PASSAGE GIVEN:
Mr. Wright left legacies of £4,000 to the Countess of Rosslyn, £4,000 to the Speaker of the House of Commons, £1,000 to the lord-chancellor, and the same sum to Archdeacon Pott, the rector of St. Martin-in-the-Fields, which church Mr. Wright had been in the habit of frequenting, having as little acquaintance with any of these parties as he had with Lady Frances Wilson. It may be supposed from these facts that Lady Frances Wilson was exceedingly beautiful, and that an admiration of her charms might have influenced Mr. Wright to make this extraordinary bequest in her favour; but those who knew Lady Frances well assert that such could not possibly have been the case, as she was far from beautiful at any period of her life; and the oddity of the story is, and it seemed to be the general opinion, that Mr. Wright’s legacy was intended for a lady who usually occupied a box next to that in which Lady Frances sat, and who, at the period, was regarded as the belle of the Opera.

Thistle Grove, on the opposite side of the road from Chelsea Park, leads, by what had been a garden pathway, to the Old Brompton Road. At each side of “the Grove,” now occupying the sites of trees, are detached villas, houses, lodges, and cottages, named, or not named, after the taste of their respective proprietors; one of which, on the left hand, some fourteen houses distant from the main Fulham Road, was for many years the residence of Mr. John Burke, whose laborious heraldic and genealogical inquiries induced him to arrange and publish various important collections relative to the peerage and family history of the United Kingdom, in which may be found, condensed for immediate reference, an immense mass of important information.

In Thistle Grove Mr. J. P. Warde, the well-known actor, died in 1840.

DATA TO USE:
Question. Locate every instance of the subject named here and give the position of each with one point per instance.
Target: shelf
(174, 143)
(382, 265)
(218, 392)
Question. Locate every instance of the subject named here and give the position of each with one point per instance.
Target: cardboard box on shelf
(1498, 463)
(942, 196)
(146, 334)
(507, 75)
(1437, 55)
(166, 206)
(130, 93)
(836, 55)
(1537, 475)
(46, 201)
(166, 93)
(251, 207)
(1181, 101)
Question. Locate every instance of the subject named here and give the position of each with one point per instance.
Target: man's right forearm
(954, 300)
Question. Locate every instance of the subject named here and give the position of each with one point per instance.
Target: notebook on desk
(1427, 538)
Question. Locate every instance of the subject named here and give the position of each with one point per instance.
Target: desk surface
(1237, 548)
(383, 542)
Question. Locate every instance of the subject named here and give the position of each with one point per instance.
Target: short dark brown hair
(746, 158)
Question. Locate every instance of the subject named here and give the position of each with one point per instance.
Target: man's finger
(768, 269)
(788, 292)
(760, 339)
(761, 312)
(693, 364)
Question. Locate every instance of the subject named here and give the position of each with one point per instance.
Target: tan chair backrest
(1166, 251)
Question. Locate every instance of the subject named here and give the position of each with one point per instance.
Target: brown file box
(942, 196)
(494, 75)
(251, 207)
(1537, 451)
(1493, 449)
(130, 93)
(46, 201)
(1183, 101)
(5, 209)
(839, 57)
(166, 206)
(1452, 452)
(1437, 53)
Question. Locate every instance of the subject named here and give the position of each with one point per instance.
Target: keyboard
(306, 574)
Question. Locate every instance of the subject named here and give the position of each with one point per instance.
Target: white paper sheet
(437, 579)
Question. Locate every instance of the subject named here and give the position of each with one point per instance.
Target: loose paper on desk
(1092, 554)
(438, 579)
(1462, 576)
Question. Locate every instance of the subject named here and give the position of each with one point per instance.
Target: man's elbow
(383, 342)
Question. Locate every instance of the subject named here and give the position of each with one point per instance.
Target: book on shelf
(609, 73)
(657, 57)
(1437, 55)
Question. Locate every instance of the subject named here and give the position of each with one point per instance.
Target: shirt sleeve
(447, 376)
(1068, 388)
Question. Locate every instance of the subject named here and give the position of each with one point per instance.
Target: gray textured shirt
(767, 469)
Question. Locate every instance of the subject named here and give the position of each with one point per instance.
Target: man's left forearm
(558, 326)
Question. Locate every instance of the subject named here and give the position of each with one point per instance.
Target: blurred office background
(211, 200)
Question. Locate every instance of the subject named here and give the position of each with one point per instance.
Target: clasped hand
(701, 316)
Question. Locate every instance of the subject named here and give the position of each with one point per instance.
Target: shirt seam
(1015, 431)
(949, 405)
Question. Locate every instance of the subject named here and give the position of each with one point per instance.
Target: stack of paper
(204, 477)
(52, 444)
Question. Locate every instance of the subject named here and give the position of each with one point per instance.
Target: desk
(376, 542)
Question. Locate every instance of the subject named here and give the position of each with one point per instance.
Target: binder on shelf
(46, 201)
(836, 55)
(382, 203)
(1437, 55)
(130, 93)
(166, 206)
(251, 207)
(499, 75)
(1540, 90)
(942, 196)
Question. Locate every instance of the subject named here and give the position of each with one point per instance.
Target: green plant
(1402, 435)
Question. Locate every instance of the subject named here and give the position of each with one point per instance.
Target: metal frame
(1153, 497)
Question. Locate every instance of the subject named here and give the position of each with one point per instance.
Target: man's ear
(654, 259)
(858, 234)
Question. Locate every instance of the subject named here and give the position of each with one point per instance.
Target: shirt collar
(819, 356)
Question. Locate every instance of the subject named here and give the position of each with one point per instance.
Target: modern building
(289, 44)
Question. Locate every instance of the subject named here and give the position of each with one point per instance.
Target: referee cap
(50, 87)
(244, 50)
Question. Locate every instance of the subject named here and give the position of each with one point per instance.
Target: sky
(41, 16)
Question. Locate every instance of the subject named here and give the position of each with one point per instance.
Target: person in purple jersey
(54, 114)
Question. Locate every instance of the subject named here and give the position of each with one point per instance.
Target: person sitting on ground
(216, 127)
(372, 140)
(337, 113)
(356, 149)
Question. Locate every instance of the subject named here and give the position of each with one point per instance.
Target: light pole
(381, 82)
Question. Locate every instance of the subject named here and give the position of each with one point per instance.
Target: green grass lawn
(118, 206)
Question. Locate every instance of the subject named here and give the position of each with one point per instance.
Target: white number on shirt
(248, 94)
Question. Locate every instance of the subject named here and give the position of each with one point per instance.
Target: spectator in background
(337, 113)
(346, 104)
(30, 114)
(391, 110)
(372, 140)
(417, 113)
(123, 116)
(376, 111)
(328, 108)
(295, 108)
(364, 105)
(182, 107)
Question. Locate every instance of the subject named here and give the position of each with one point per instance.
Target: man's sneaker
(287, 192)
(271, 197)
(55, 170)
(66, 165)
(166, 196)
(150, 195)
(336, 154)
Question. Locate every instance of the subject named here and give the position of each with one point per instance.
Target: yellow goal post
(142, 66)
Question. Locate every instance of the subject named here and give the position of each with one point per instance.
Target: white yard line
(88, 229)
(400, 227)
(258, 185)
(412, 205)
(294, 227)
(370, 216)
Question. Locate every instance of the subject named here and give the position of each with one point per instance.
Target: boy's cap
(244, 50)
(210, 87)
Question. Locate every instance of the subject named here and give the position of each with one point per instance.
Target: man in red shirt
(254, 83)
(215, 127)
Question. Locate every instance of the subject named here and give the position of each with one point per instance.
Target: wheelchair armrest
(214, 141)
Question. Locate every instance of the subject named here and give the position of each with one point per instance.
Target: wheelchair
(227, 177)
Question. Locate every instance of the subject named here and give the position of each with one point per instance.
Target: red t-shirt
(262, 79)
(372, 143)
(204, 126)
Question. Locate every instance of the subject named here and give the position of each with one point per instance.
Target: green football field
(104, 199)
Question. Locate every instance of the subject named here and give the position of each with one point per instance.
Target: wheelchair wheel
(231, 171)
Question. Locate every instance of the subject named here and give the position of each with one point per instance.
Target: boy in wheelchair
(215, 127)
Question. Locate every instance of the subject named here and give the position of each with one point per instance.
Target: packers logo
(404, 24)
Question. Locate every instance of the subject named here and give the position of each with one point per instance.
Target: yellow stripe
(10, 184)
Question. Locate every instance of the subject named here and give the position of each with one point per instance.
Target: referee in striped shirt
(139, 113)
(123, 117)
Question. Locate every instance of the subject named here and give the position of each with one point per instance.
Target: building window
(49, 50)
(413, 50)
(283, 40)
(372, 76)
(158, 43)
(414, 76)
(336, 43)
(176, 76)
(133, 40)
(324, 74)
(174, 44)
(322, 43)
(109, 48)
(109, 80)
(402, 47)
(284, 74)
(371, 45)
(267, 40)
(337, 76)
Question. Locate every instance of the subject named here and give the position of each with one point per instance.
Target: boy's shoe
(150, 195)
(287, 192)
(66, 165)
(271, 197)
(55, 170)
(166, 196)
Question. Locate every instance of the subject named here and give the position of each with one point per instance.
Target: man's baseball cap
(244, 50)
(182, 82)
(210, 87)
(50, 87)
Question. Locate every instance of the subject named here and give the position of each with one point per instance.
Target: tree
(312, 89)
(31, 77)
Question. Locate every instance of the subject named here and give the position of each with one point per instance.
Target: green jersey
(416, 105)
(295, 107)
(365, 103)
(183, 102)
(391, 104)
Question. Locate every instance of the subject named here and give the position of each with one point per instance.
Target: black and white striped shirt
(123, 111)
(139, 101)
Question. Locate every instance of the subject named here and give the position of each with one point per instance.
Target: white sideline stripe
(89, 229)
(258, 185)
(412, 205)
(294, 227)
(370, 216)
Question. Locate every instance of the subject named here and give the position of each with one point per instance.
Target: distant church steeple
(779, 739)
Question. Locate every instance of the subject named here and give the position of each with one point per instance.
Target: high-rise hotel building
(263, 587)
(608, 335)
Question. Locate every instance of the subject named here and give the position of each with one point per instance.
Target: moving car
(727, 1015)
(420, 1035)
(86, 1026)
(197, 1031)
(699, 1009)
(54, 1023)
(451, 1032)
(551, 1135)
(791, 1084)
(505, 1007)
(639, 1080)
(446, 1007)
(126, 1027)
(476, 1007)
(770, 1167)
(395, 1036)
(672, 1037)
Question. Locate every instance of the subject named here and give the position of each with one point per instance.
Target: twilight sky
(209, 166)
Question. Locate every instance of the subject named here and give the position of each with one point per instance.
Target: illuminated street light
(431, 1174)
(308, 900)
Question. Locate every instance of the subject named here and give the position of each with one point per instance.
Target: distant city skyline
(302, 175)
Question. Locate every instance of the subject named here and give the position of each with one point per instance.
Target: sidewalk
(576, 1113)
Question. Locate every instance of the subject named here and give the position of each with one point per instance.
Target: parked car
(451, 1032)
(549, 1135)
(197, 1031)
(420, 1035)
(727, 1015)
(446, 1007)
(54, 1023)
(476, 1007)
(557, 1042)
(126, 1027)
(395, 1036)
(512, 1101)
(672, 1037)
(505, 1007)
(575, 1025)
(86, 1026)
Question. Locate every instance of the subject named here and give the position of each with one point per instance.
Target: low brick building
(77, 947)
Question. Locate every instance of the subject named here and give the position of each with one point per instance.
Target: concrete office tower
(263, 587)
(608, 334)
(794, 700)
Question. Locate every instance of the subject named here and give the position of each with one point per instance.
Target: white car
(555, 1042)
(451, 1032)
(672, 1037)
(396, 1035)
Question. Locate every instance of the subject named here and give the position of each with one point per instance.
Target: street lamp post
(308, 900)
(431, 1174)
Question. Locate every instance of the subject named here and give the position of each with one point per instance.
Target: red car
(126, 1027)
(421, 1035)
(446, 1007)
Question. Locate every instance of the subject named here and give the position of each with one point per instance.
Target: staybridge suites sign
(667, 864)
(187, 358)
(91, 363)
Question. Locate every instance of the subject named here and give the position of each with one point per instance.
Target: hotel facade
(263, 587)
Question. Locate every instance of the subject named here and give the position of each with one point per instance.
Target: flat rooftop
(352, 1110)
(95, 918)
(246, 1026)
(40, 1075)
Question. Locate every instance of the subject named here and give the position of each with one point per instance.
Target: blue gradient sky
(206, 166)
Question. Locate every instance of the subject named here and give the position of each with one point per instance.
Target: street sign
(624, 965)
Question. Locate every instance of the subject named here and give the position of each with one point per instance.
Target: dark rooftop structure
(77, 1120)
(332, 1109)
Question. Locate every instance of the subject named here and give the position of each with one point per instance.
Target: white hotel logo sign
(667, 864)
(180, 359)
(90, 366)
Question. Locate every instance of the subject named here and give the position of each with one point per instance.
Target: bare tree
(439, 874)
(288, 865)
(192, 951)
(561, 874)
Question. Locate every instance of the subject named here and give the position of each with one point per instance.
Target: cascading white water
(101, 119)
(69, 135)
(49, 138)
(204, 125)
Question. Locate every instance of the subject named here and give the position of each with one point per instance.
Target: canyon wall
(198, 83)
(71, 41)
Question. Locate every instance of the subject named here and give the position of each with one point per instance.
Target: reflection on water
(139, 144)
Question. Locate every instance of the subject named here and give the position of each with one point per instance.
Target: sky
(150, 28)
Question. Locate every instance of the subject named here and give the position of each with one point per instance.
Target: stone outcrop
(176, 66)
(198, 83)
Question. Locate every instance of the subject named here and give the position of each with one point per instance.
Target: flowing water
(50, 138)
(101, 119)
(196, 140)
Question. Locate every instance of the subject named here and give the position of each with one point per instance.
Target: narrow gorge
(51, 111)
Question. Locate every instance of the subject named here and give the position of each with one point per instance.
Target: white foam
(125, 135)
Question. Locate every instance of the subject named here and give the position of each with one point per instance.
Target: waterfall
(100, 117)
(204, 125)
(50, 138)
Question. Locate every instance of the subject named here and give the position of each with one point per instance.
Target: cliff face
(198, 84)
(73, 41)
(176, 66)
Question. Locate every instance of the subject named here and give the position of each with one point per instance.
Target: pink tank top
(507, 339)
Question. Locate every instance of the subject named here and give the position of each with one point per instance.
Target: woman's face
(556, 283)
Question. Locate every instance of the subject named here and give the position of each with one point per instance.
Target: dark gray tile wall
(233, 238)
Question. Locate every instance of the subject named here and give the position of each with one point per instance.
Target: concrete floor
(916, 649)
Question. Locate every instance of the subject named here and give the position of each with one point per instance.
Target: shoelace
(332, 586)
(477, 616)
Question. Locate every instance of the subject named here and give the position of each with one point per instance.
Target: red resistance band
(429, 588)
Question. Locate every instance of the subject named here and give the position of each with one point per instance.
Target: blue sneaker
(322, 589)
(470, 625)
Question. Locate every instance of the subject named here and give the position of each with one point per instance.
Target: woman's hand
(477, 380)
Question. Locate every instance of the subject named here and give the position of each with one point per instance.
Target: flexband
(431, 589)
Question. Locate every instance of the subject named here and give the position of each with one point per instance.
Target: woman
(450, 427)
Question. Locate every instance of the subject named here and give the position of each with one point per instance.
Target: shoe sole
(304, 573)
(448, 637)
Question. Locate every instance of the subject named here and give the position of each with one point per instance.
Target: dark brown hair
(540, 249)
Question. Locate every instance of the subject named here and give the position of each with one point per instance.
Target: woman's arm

EXERCISE REQUIREMENTS:
a) Answer these questions using the passage, giving each answer on its own line marked the same way.
(i) How much did Mr. Wright leave to the Speaker of the House of Commons?
(ii) To which road does Thistle Grove lead?
(iii) In what year did Mr. J. P. Warde die in Thistle Grove?
b) From the rows that follow the passage, quote word for word everything from the first row through the row containing "(1181, 101)", including both of those rows.

THE RESPONSES:
a)
(i) £4,000
(ii) The Old Brompton Road
(iii) 1840

b)
Question. Locate every instance of the subject named here and give the position of each with one point per instance.
Target: shelf
(174, 143)
(382, 265)
(218, 392)
Question. Locate every instance of the subject named here and give the position of each with one point per instance.
Target: cardboard box on shelf
(1498, 463)
(942, 196)
(146, 334)
(507, 75)
(1437, 55)
(166, 206)
(130, 93)
(836, 55)
(1537, 475)
(46, 201)
(166, 93)
(251, 207)
(1181, 101)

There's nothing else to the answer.